** begin Data for processing **

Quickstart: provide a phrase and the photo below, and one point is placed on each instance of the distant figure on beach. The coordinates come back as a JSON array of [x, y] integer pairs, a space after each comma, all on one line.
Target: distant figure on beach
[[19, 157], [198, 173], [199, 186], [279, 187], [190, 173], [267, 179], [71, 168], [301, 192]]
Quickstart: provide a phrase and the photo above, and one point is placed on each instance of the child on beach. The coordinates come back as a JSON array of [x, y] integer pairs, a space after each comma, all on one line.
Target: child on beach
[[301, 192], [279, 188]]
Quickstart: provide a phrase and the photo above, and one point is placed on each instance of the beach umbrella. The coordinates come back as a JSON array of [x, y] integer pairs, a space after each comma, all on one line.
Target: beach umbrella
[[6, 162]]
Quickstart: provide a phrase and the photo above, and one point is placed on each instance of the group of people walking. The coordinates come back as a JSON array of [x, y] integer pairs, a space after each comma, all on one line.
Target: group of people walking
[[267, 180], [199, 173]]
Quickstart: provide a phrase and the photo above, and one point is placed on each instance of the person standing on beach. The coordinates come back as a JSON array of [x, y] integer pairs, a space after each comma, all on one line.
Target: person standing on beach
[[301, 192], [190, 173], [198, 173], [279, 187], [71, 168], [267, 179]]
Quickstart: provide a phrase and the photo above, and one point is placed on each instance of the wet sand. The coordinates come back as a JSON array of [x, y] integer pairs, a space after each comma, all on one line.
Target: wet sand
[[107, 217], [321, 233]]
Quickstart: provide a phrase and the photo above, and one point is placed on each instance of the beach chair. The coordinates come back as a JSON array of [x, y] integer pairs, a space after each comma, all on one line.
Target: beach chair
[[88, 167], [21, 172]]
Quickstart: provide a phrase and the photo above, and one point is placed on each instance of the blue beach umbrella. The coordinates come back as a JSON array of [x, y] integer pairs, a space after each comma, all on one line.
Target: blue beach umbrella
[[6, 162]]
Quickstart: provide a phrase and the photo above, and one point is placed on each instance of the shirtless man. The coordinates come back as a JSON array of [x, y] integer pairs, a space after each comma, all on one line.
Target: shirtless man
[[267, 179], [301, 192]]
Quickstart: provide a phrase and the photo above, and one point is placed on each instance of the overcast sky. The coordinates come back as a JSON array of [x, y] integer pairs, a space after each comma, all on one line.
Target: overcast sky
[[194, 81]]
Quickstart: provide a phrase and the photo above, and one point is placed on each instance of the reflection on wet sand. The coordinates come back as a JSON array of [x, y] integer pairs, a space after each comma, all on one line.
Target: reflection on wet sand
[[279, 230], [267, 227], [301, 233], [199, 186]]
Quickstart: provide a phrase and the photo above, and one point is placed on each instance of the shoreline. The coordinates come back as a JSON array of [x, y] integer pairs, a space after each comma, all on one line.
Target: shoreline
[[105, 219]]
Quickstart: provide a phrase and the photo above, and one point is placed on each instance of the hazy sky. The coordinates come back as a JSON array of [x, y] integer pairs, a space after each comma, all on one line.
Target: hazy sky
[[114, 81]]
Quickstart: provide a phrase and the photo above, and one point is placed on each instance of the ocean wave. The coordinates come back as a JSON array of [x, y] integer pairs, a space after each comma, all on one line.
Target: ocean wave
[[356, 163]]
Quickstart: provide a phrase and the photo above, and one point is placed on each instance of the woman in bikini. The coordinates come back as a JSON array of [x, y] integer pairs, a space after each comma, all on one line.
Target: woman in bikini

** end Data for processing **

» **Instruction**
Please give these items again with "integer pairs" changed to "whole-number pairs" throughout, leaving everything else untouched.

» **Reply**
Quickstart: provide a phrase and the photo below, and one point is placed on each instance of the distant figure on beach. The coordinates come back as a JSON array of [x, y] whole-number pairs, a space after each comma, all on one line.
Target: distant figure on beach
[[19, 157], [198, 173], [199, 186], [279, 187], [190, 173], [267, 179], [71, 168], [301, 192]]
Quickstart: provide a phrase and the photo above, and one point is placed on each instance of the child on beach. The coordinates come back as a JSON array of [x, y] whole-number pairs, a space after each comma, all on one line.
Target: child on beach
[[301, 192], [279, 188]]
Quickstart: provide a phrase and the photo above, and one point is placed on each instance of the beach umbrella. The coordinates come back as a JSON array of [x, y] whole-number pairs, a space after each comma, all on one line.
Target: beach umbrella
[[6, 162]]
Quickstart: provide a phrase and the photo above, and one point is placed on each instance of the group of people walking. The coordinates come back as a JSON array of [x, y] whole-number pairs, a space after each comma, all on one line.
Target: group of people walking
[[267, 180], [199, 173]]
Quickstart: provide a phrase and the photo above, and one point is placed on each instance of the person standing on beach. The coordinates come back as a JSON array of [x, y] whole-number pairs, a space after each comma, all on one line.
Target: person standing on beach
[[301, 192], [190, 173], [198, 173], [279, 187], [71, 168], [267, 179]]
Quickstart: provide a phrase and the photo above, and one point is placed on each instance of the wet sand. The coordinates come back as a JSON array of [x, y] whole-number pairs, a space after each comma, all on one line.
Target: wet sand
[[107, 217], [321, 233]]
Quickstart: provide a phrase and the photo above, and one point is placed on each instance of the beach chair. The coordinates come back as a JSON array of [x, y] whole-number pairs, a space after each comma, all on one line.
Target: beach chair
[[88, 167], [21, 172]]
Quickstart: provide a phrase and the photo above, and one point is placed on each instance of the blue beach umbrella. The coordinates come back as a JSON array of [x, y] whole-number pairs, a space after each comma, all on one line.
Target: blue beach umbrella
[[6, 162]]
Quickstart: provide a phrase and the photo above, and one point is placed on each instance of the shirtless man. The coordinates come back as a JSON array of [x, y] whole-number pairs, a space after each comma, all on one line.
Target: shirtless man
[[267, 179], [301, 192]]
Quickstart: provide a phrase and the photo above, and one point is placed on each instance of the overcast sky. The coordinates come back as a JSON array of [x, y] whole-number pairs, a space after each comma, all on one line.
Target: overcast sky
[[194, 81]]
Quickstart: provide a phrase and the photo above, and one point is placed on each instance of the reflection on wet sand. The coordinates come back as a JSON array of [x, y] whole-number pairs, a space after each comma, all on one line.
Target: reflection on wet sand
[[279, 230], [267, 227], [301, 233], [199, 186]]
Quickstart: provide a phrase and the photo above, and one point is placed on each instance of the shoreline. The coordinates come back as a JSON array of [x, y] whole-number pairs, a space after each comma, all on one line.
Target: shoreline
[[105, 219]]
Quickstart: provide a phrase and the photo above, and one point is placed on each instance of the hazy sky. The coordinates come back as a JSON array of [x, y] whole-number pairs, a space after each comma, all on one line.
Target: hazy sky
[[114, 81]]
Quickstart: provide a phrase and the photo above, and one point is placed on each instance of the ocean wave. The coordinates come back as a JSON array of [x, y] whole-number pairs, a space after each comma, all on one line.
Target: ocean wave
[[356, 163]]
Quickstart: provide a phrase and the photo above, and one point is placed on each instance of the woman in bikini. The coordinates come back as a JSON array of [x, y] whole-number pairs, a space after each comma, all on one line.
Target: woman in bikini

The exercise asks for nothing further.